__RECORD EXTRACTS__.
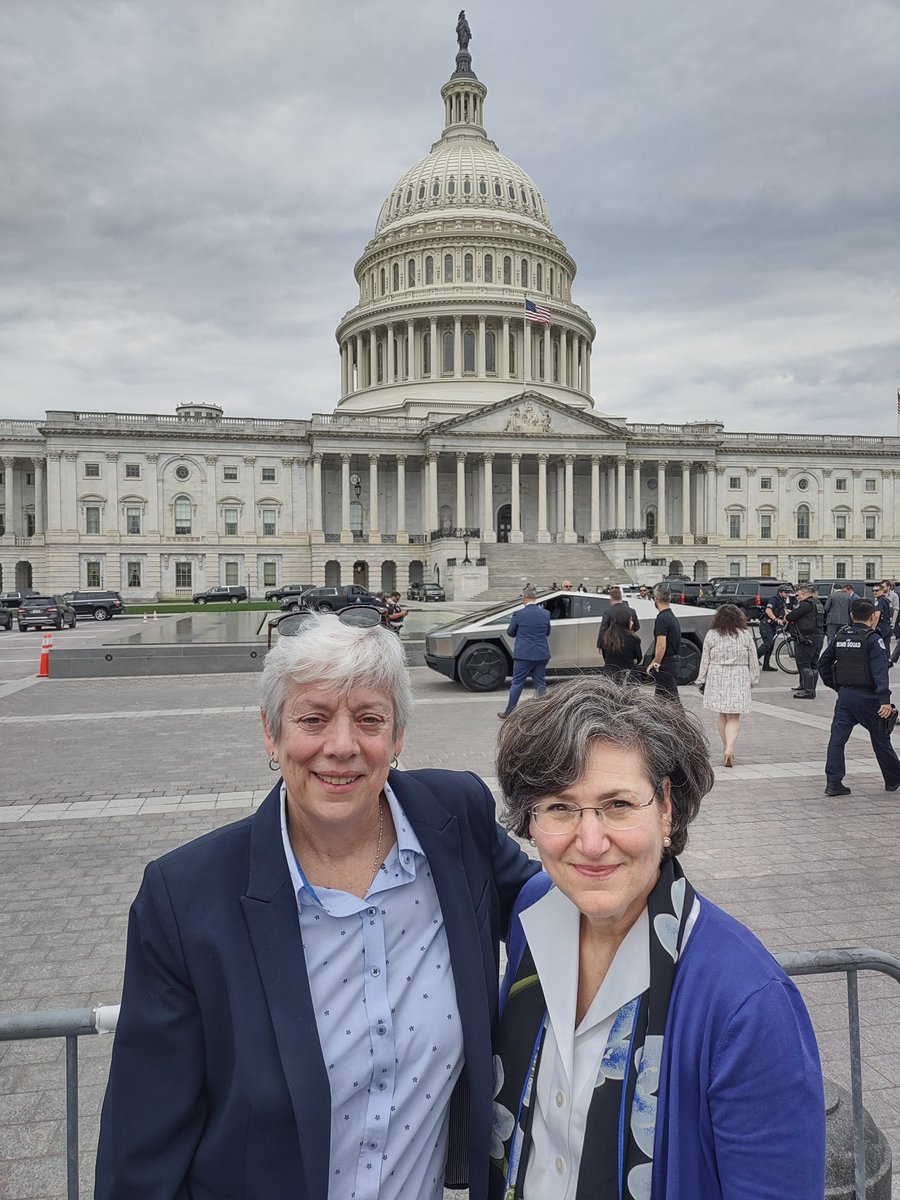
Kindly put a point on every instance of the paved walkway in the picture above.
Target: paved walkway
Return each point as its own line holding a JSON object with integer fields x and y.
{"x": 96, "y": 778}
---
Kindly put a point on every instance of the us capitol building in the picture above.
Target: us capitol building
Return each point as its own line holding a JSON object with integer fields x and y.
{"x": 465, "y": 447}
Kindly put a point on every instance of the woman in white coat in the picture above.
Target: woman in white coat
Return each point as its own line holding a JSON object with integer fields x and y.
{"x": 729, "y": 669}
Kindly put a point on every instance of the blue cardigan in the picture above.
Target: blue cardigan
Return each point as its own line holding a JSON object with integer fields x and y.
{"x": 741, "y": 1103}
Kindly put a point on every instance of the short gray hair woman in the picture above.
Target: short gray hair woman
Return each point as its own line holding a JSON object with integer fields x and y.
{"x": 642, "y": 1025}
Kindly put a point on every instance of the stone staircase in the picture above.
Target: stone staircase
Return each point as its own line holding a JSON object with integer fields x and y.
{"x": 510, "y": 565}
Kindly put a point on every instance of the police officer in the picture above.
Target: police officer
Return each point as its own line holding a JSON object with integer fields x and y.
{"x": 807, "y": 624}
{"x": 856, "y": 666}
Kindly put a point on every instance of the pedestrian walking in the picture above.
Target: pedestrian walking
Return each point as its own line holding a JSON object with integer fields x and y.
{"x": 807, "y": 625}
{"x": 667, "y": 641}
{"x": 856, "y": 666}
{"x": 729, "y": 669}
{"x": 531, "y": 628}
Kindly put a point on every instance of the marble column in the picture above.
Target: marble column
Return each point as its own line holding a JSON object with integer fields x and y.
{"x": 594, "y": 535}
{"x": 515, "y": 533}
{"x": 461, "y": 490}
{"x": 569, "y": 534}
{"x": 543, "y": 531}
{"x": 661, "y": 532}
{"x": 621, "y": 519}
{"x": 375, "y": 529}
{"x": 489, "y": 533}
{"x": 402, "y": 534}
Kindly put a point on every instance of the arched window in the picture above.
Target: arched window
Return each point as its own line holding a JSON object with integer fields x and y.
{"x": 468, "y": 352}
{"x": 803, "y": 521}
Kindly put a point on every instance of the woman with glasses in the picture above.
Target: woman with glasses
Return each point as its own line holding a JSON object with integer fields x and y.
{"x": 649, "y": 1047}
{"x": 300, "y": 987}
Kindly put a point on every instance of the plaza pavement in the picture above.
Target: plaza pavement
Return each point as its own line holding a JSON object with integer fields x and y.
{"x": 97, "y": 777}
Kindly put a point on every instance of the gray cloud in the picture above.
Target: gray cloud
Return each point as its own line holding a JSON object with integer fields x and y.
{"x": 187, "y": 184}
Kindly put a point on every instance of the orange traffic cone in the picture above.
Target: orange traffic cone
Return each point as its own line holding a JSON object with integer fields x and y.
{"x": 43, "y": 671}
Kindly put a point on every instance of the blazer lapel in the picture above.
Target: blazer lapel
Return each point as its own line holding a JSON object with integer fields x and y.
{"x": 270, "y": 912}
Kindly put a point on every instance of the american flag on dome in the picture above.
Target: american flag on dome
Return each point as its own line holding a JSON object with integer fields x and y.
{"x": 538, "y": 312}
--
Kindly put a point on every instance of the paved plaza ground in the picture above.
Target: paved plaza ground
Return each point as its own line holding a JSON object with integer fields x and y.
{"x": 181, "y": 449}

__TASK INSTRUCTIONS__. Please show every line of the records that contains the string "cone", treating uppercase and lowercase as different.

__ANSWER FOR THE TASK__.
Kindly put a point on every instance of the orange traffic cone in the picture above.
Target: orange traffic cone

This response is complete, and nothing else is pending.